» **Exercises to complete**
[1] In the transcript about graph technology in GIS, which license does the speaker say their affiliated university has?
[2] Write a continuation of the transcript about graph technology in GIS, picking up after its final line.

» **Text for analysis**
------------------------

This is really cool to see this adoption of graph technology in the GIS ecosystem, so we'll link the blog post that goes into a bit more detail about this. I guess, this is really interesting if you are already using Esri and specifically Esri Enterprise and Arc Enterprise within your organization. Surprisingly, a lot of organizations actually are and may have the Esri license and not even realize it. I've talked to some few county governments, the university I'm affiliated with has the ESRI enterprise license for all of this. Worth checking around to see if you may have access to this already.

ABK (04:29):

Had a quick question, if you don't mind, Will. Taking your existing new database and using that with ArcGIS, do you happen to know is there any prep you have to do on your side? Is it enough to just decorate it with geolocation data, or how do those two things mesh?

------------------------

» **Given information**

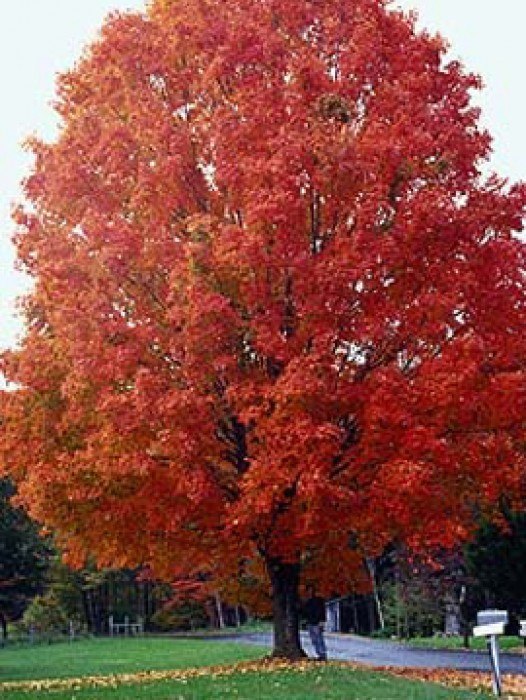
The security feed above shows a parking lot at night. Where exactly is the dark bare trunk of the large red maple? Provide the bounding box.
[266,557,306,660]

------------------------

» **Results in order**
[1] The Esri Enterprise license.

[2]
Will (04:46):

That's a good question. I haven't actually tried this new feature myself, but my understanding is that there's a convention for how you represent your geospatial features in Neo4j, a convention for how those are stored to how those are represented as features in your layers in ArcGIS enterprise. For example, Neo4j, the database has a native point type that can be used to represent geospatial or Cartesian coordinate points. We can store individual points, we can store arrays of points to say represent more complex geometry like a line, for example. If we are storing an array of points as a line, I think ArcGIS enterprise would interpret that as a line geometry. I'm not sure how polygons and multi-polygons are represented, but my understanding is that yeah, it's using pretty much the native spatial points types that are supported in the database to represent that geometry as features in ArcGIS.

ABK (05:47):

That sounds really exciting. I think that's cool stuff.

Will (05:50):

For sure. Yeah. Great. Let's talk about some things elsewhere in the Neo4j partner ecosystem. Ellen is out this week. Ellen, who's the product manager for the Neo4j GraphQL team is out along with someone from the StepZen team talking about using StepZen alongside the Neo4j GraphQL library to build and deploy GraphQL APIs. StepZen, if you're not familiar, they're a startup building tooling that make it easier to build GraphQL backend. They're focused on the backend GraphQL development piece. Similar in some ways to what we've done with the Neo4j GraphQL library, which has the same goal, but of course to help you build GraphQL specifically sourcing data from Neo4j. Whereas StepZen, of course, wants to make it easier for you to build GraphQL APIs from a multitude of different sources, not just, say, from Neo4j.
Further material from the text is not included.